-- TO BE DONE --
Copy the stretch of records from the line containing "staff, placing one marker per instance" through the end of the records, keeping the requests and the sample pairs unchanged. Multiply each coordinate in the returned points by 2.1 and round to the nearest whole number, with halves rounded up.

[Lines of data]

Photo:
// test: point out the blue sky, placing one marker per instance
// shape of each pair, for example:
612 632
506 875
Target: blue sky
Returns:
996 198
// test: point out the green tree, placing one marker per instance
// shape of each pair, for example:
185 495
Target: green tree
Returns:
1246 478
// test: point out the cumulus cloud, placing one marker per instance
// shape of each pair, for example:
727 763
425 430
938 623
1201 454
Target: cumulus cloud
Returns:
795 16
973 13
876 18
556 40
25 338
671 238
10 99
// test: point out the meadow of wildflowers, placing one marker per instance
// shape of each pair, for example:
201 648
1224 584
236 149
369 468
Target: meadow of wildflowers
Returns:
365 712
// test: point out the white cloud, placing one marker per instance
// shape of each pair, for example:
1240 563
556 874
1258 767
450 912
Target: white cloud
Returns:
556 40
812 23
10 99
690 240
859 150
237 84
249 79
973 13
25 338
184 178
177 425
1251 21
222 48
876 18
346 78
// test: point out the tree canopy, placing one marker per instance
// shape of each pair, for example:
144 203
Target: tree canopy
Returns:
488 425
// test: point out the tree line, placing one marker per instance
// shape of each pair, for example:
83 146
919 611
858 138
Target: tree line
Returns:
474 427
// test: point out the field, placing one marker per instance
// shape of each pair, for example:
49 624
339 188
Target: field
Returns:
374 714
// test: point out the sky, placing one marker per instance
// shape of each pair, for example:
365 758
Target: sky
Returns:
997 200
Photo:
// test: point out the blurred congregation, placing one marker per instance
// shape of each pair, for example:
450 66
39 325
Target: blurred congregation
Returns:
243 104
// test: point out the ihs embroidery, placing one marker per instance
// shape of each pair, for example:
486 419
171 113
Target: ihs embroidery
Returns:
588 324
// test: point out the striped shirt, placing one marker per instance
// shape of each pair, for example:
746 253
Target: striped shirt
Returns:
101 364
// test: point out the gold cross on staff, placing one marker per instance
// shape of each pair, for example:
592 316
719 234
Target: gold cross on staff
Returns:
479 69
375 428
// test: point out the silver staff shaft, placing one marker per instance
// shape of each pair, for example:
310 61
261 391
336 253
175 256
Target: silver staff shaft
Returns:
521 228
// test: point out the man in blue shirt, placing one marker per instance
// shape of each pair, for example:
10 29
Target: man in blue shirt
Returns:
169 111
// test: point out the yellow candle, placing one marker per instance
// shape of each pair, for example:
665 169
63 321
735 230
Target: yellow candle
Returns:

-- RESPONSE BELOW --
// test: point out the gold cross on staff, placing one marker per instance
// shape of each pair, for example:
592 316
719 234
Target: gold cross on staff
Returns:
1006 145
788 899
// test: point out the silver staff shaft, placing one marker per instance
// shape of each pair, for example:
310 61
261 391
336 253
175 256
Target: silver staff shaft
Returns:
1094 479
// test: point out the man in blue shirt, placing one marker per instance
// shape of each pair, for example:
10 29
Target: man in blue shirt
Returns:
355 233
// test: point out the yellow candle, placing one marker per instance
// shape of each pair, for example:
665 169
63 321
735 230
Target: yellow candle
Returns:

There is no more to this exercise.